Document excerpt:
2.2.1. Distinction of Defects Based on Colors and Morphological Characteristics

The three boundary lines in the B-scan images divide the rail cross-section into three parts: rail head, rail web, and rail base, as shown in Figure 3a. The corresponding area in the ultrasonic B-scan image is shown in Figure 3b. When the reflectors appear in different parts, the channel displays different colors and morphological characteristics, which represent the category and extent of the defects: When reflectors are located in the rail head or rail fillet areas, channels of reflectors are shown as monochrome or multi-color. In this area, the reflectors are likely to belong to two situations: a weld joint which is a normal structure, and the other is rail head nuclear injury, which is a defect. The key to distinguishing these two situations is the channel color of the straight 70° probe; when the color appears, the reflector is nuclear injury; when reflectors are located in the rail web areas, channels show a monochrome or combination of red, green and blue. In this area, the reflectors will likely be normal bolt holes or the cracks around the hole. If there are cracks, the channels of the upper cracks and lower cracks of the hole are regularly shown as green and blue, respectively, and the horizontal crack is shown as red. When reflectors in the rail base area, channels show a monochrome or combination of red, green, and blue. If there are rail base transverse cracks, the channels of the horizontal crack of the rail base are blue and green, and the longitudinal crack are red. Through this way, the rail internal defects have been coarsely classified. The classification of rail defects and the representatives of B-scan images of each category are shown in Table 3.

However, when reflectors are located in the rail web areas, the complex reflection might lead to a confusing distribution of channels, which cannot be easily distinguished by the above method.

2.2.2. Distinction of Defects Based on Geometric Moments

Holes including bolt holes, wire guide holes and structure holes, are normal ultrasonic reflectors. Its B-scan imaging is difficult to distinguish from that of holes surrounding cracks. It is shown in Figure 4. Wu et al. [29] analyzed and extracted features of every rail defect, including color features, distribution features, and contour features, and built the numerical constraint relationship of the different defect categories, which solved this problem. Based on color and distribution features, the B-scan image of a bolt hole is displayed by intersecting green-red-blue channels, and the channels of bolt hole cracks are located on both sides of that bolt hole. Generally, the channels represent the upper cracks of a bolt hole are typically positioned on either side of the bolt hole’s channel, with the green channel commonly situated to the right and the blue channel to the left of the bolt hole channel. When cracks adjacent to the bolt hole are absent, the channels of identical hues associated with the bolt holes exhibit a pattern of equidistant arrangement along the horizontal axis. Conversely, the presence of cracks in the vicinity of the bolt hole disrupts this equidistant channel distribution. Concerning the lower cracks of the bolt hole, they are categorized into two distinct formations, separated lower screw cracks and bonded lower screw cracks, which need numerical constraints. The contour moments are calculated by integrating over all pixel points on the contour boundary. For a

M \times N

size of image, when its function is

f (i, j)

Dataset records:
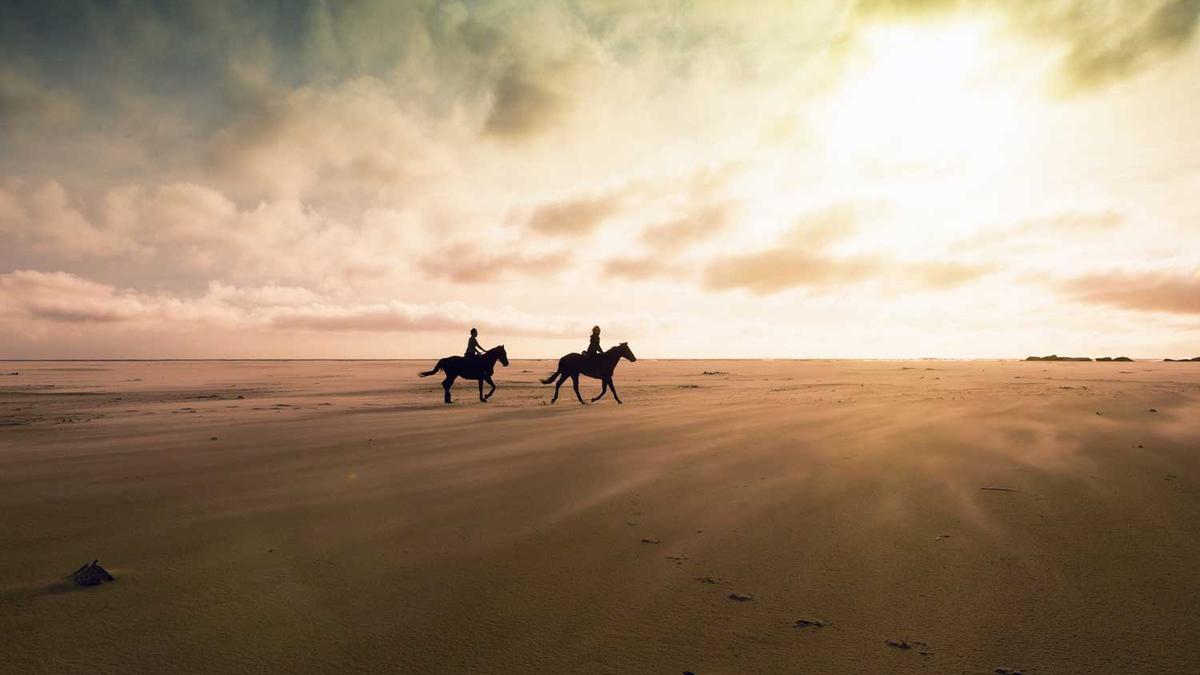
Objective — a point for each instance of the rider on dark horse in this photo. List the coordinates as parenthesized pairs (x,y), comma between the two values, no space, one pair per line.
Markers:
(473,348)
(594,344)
* * *
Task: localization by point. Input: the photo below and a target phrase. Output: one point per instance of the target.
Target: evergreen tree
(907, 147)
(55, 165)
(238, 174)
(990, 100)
---
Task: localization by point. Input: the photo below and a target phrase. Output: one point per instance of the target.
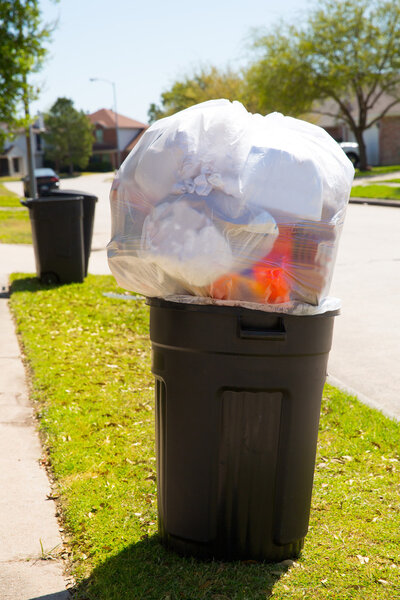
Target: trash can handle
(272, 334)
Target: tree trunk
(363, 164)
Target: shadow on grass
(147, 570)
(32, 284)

What this exercise asks:
1: In the rail defect passage, the channel color of which probe distinguishes a weld joint from rail head nuclear injury?
2: State whether each statement agrees with the rail defect passage. Answer yes or no, and quote the deciding words.
(a) A bolt hole appears in the B-scan image as intersecting green-red-blue channels.
(b) Longitudinal cracks in the rail base appear as blue channels.
(c) When no cracks lie next to a bolt hole, the equidistant arrangement of its channels is disrupted.
3: According to the rail defect passage, why does classification by color and morphology fall short for reflectors in the rail web?

Responses:
1: The straight 70° probe.

2:
(a) Yes: "the B-scan image of a bolt hole is displayed by intersecting green-red-blue channels"
(b) No: "the longitudinal crack are red"
(c) No: "When cracks adjacent to the bolt hole are absent, the channels of identical hues associated with the bolt holes exhibit a pattern of equidistant arrangement along the horizontal axis"

3: In the rail web, complex reflection might produce a confusing distribution of channels that the color-and-morphology method cannot easily sort out. Also, the B-scan image of a normal hole is difficult to distinguish from that of a hole with surrounding cracks.